▶ **Problem statement**: Reproduce, unchanged, the lines of the material below that run from the line containing "Target: white foam on water" through the end of the material.

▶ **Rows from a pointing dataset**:
"""

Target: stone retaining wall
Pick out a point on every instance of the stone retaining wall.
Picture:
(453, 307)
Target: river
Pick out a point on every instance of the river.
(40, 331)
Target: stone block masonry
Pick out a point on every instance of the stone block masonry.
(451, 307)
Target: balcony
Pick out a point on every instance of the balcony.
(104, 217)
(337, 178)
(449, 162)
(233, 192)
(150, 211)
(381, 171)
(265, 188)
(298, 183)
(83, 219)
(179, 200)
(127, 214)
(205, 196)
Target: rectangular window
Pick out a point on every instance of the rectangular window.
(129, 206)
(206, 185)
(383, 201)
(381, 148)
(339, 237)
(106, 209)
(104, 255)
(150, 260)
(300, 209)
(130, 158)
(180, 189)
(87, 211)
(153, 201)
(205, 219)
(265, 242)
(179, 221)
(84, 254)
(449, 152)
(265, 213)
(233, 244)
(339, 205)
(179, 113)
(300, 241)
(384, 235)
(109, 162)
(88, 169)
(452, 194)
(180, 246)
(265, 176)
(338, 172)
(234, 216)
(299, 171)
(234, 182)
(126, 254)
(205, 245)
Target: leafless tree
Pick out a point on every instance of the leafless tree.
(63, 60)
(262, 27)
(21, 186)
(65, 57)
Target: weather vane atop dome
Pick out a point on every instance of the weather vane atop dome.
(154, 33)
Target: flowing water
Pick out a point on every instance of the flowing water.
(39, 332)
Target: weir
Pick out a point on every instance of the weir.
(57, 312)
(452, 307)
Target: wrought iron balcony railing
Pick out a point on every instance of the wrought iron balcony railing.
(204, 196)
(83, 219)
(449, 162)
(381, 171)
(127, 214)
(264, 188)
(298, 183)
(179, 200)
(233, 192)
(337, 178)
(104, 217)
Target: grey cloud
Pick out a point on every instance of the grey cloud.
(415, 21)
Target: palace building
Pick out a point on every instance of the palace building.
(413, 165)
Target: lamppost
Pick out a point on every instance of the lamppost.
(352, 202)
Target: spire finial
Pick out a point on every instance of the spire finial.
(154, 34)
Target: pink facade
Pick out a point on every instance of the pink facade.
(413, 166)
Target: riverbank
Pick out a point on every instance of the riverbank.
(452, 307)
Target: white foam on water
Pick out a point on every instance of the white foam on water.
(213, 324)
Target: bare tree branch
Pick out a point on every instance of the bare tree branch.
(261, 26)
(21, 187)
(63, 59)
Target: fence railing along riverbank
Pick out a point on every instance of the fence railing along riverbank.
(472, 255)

"""

▶ **Correct result**:
Target: white foam on water
Pick out a point on every instance of the white foam on water.
(213, 324)
Target: bare tree branch
Pick out a point on every instance of the bare tree branch.
(261, 26)
(21, 187)
(63, 59)
Target: fence railing along riverbank
Pick out a point on every instance of the fence railing along riverbank.
(472, 255)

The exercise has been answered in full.